## BEGIN Given data

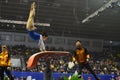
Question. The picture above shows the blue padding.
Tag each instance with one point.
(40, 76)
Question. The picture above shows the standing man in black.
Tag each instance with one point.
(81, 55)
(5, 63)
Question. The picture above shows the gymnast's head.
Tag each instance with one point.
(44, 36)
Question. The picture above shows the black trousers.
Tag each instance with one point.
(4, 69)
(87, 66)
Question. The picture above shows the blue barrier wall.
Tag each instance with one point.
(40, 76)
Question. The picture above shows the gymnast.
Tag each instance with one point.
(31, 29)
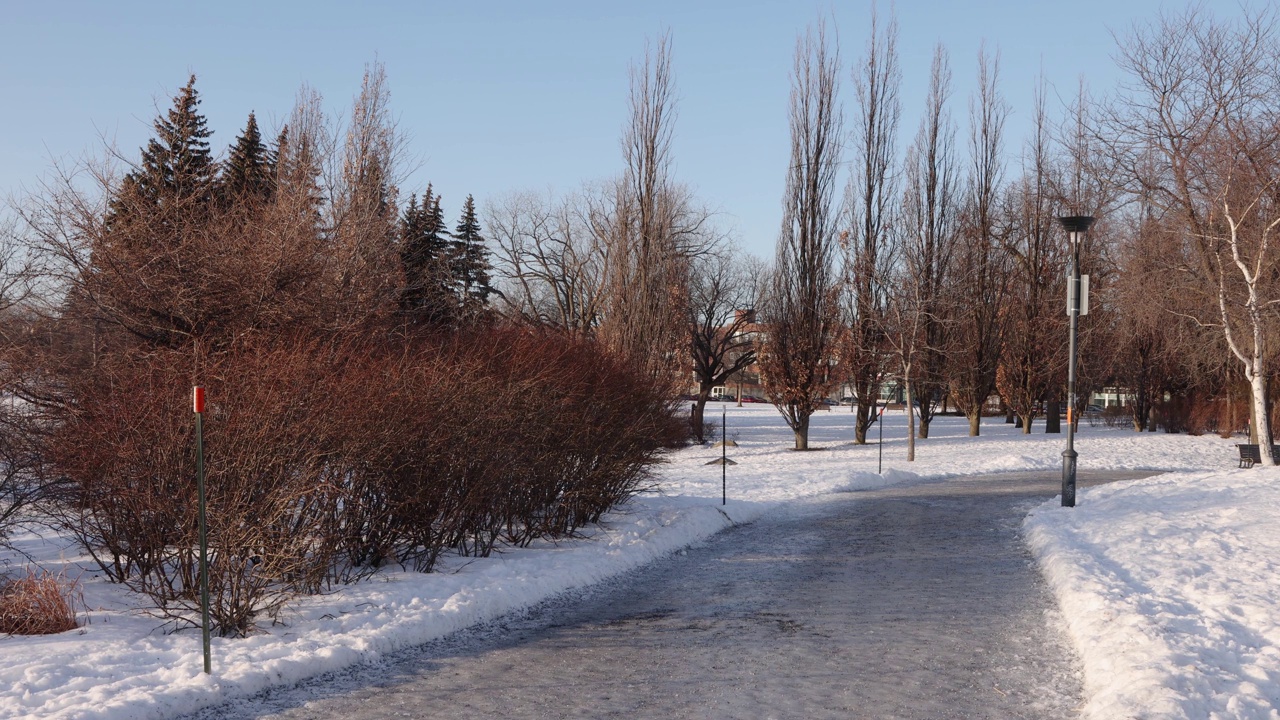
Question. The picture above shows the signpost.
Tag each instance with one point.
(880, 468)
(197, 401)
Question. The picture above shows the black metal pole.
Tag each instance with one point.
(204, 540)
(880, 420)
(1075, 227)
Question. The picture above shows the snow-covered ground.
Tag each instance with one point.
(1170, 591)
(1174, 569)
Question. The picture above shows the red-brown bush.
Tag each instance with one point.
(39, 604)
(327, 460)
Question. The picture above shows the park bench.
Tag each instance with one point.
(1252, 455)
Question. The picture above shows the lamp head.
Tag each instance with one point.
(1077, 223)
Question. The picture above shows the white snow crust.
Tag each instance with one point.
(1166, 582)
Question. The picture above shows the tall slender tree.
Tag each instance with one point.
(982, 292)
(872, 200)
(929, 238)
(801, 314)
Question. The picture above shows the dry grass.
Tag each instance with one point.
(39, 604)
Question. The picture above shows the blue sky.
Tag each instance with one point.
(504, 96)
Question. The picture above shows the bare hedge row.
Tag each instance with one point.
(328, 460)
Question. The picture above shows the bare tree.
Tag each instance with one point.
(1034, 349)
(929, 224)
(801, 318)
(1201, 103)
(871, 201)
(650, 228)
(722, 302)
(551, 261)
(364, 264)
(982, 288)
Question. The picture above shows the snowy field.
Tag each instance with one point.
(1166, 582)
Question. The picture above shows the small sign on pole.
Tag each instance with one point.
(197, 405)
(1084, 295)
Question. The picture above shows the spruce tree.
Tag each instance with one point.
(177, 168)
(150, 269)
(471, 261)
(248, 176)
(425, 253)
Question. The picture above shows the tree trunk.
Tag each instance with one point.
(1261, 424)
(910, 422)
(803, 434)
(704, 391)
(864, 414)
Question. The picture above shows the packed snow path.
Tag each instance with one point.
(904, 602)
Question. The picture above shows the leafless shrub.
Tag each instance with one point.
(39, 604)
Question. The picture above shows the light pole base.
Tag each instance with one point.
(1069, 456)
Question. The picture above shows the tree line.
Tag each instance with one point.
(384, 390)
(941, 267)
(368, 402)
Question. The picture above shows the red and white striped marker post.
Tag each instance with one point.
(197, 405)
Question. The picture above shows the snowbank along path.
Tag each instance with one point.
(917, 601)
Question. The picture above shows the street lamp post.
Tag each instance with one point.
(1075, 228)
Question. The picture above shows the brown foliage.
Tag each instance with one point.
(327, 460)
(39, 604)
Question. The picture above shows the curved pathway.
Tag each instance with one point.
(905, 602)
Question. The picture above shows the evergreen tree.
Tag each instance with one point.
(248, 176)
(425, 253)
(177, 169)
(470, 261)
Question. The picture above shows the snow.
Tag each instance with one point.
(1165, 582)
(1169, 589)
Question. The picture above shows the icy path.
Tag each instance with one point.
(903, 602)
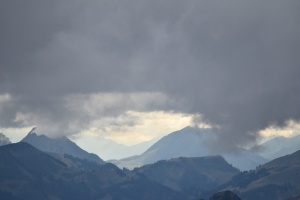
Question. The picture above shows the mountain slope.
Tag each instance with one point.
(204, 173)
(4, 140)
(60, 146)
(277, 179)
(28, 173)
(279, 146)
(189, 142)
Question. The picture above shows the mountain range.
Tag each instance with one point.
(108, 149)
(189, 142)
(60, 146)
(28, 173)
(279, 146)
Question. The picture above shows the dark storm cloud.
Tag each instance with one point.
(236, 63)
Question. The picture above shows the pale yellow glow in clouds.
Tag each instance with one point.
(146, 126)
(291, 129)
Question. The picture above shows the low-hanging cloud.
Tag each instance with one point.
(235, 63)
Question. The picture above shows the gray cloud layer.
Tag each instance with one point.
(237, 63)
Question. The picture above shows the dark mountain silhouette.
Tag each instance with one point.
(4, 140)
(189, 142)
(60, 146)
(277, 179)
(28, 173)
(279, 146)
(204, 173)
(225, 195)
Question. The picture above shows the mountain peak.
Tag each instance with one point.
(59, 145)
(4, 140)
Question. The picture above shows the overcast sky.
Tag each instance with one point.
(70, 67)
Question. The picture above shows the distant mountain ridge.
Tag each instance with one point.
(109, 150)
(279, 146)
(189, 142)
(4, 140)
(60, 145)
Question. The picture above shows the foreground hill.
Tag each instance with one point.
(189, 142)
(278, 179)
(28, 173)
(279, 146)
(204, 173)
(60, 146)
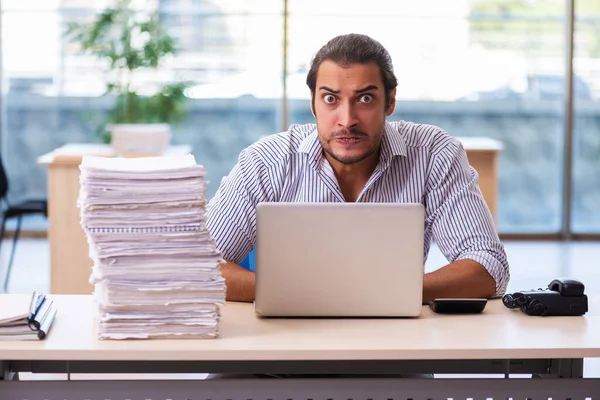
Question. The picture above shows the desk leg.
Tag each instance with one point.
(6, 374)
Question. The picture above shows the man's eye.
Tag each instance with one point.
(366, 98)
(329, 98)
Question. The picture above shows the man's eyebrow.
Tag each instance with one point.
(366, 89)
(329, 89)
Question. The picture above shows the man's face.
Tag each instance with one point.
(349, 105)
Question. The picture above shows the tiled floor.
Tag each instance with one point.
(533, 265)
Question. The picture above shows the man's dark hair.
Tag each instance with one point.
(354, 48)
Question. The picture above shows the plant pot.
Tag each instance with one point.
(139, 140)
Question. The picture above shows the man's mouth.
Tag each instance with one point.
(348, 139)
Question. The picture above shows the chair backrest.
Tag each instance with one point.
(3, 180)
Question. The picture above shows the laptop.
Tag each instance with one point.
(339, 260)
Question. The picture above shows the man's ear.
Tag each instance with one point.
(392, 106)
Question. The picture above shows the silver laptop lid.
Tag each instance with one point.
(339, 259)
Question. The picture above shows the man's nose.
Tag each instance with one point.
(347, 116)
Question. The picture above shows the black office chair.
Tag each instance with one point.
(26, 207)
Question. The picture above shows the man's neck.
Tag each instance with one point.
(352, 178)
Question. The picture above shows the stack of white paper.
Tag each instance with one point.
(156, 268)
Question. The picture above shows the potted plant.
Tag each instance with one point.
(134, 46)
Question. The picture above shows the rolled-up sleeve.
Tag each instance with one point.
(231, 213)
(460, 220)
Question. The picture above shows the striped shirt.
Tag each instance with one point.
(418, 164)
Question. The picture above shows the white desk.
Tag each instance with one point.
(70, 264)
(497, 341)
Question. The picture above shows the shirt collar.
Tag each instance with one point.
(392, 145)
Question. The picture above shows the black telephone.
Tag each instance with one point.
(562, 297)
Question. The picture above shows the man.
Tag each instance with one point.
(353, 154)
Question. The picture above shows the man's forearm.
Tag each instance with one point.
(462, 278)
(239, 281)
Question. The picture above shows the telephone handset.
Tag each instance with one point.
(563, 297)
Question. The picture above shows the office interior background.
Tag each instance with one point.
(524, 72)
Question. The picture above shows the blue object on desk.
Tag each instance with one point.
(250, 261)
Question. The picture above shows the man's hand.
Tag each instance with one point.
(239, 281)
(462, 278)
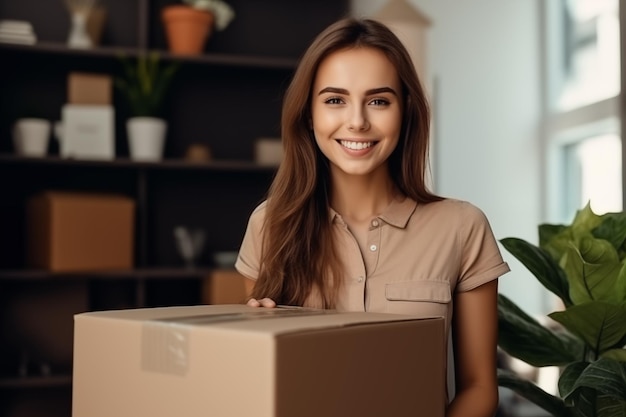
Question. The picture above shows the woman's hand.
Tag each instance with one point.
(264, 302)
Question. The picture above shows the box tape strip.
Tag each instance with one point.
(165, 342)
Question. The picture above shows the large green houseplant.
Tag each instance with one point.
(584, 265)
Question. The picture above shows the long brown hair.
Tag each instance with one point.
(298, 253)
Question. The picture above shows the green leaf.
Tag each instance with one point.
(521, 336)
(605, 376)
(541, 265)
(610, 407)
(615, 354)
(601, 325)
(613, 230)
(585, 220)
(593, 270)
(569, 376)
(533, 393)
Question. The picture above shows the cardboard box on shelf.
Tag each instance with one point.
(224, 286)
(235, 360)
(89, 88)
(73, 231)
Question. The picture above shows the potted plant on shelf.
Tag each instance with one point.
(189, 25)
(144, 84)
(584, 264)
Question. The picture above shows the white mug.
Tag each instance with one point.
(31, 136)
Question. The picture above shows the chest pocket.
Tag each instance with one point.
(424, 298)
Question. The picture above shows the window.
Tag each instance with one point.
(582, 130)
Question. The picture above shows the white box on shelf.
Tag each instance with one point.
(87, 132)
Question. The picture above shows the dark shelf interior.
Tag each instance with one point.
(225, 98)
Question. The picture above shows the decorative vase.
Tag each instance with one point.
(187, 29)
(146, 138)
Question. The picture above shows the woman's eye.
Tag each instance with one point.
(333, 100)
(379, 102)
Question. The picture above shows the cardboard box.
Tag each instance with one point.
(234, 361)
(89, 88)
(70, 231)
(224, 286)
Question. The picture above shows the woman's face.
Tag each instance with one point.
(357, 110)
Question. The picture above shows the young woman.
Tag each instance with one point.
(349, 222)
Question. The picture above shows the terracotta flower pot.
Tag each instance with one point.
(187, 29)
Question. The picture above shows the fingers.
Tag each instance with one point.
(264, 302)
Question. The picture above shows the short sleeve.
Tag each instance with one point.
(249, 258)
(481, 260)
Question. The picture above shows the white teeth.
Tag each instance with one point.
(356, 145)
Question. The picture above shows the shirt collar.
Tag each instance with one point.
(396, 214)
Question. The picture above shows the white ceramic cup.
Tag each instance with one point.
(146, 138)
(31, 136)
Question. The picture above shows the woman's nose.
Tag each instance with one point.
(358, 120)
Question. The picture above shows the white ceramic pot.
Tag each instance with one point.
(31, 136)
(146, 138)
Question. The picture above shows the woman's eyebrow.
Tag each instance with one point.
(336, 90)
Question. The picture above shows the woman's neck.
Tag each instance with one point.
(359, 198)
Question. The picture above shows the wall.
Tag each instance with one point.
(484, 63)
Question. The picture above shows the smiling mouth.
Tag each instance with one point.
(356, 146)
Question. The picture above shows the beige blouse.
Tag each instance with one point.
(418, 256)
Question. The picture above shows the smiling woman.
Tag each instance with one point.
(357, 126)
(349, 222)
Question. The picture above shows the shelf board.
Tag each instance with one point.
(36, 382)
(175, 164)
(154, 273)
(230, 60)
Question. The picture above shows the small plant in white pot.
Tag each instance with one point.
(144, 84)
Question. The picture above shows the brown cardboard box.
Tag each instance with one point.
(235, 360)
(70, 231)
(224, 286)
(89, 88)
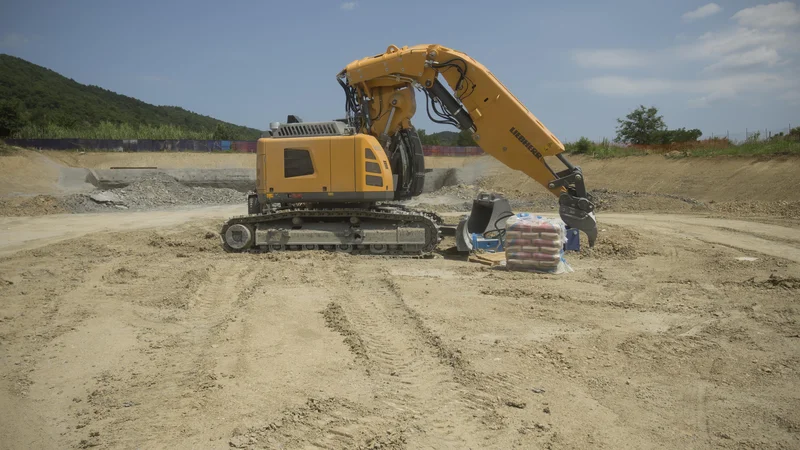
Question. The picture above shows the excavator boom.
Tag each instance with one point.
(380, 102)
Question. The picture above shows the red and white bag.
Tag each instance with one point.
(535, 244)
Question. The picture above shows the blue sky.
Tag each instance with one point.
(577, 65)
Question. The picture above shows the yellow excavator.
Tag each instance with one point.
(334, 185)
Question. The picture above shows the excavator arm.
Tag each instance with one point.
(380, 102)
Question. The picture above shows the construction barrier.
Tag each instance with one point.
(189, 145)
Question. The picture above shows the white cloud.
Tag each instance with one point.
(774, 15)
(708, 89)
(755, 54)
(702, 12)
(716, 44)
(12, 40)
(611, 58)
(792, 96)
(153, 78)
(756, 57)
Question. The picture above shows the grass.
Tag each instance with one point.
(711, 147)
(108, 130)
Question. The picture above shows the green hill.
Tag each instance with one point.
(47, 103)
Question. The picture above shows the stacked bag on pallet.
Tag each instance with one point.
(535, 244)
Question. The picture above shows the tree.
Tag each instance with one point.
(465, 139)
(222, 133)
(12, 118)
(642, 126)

## END Given data

### Exercise description
Recast the data as a JSON list of strings with one string per line, starting at the beginning of the data and stopping after the line that contains "(1084, 295)", both ends included. Skip blank lines and leave the pictures out.

### Solved exercise
[
  "Question. The picture above shows the blue padding.",
  "Tag each instance with one point.",
  "(40, 76)",
  "Question. The picture above shows the standing man in black.",
  "Tag each instance with one point.",
  "(81, 55)",
  "(5, 63)",
  "Question. The picture above shows the gymnast's head.",
  "Tag each instance with one point.",
  "(44, 36)",
  "Question. The picture above shows the black trousers.",
  "Tag each instance with one point.",
  "(4, 69)",
  "(87, 66)",
  "Question. The picture above shows the blue barrier wall.",
  "Tag each instance with one point.",
  "(40, 76)",
  "Question. The picture above shows the gymnast.",
  "Tag each instance with one point.",
  "(31, 29)",
  "Question. The picture above shows the signpost.",
  "Tag each instance with one point.",
  "(880, 468)",
  "(197, 401)",
  "Question. The picture above shows the black metal pole.",
  "Tag each instance with one point.",
  "(204, 540)",
  "(880, 420)",
  "(1075, 227)",
  "Question. The picture above shows the snow-covered ground.",
  "Tag each instance with one point.",
  "(1170, 591)",
  "(1174, 569)",
  "Question. The picture above shows the red-brown bush.",
  "Tag each instance with one point.",
  "(39, 604)",
  "(327, 460)",
  "Question. The picture above shows the park bench.",
  "Tag each instance with one point.",
  "(1252, 455)",
  "Question. The picture above shows the lamp head.",
  "Tag each instance with one point.",
  "(1077, 223)",
  "Question. The picture above shows the white snow crust.",
  "Tag each instance with one point.",
  "(1166, 582)",
  "Question. The picture above shows the tall slender tree.",
  "Tag each instance with one point.",
  "(982, 292)",
  "(872, 200)",
  "(929, 238)",
  "(801, 314)",
  "Question. The picture above shows the dry grass.",
  "Tag each instance with one point.",
  "(39, 604)",
  "Question. The picture above shows the blue sky.",
  "Tag each instance with one point.",
  "(504, 96)",
  "Question. The picture above shows the bare hedge row.",
  "Tag each instance with one point.",
  "(328, 460)",
  "Question. The picture above shows the bare tree.",
  "Tag each instance with one point.",
  "(1034, 349)",
  "(929, 224)",
  "(801, 318)",
  "(1201, 103)",
  "(871, 201)",
  "(650, 228)",
  "(722, 302)",
  "(551, 261)",
  "(364, 264)",
  "(982, 288)",
  "Question. The picture above shows the snowy field.",
  "Tag each instance with one point.",
  "(1166, 582)",
  "Question. The picture above shows the small sign on pole.",
  "Tag each instance with one point.",
  "(197, 405)",
  "(1084, 295)"
]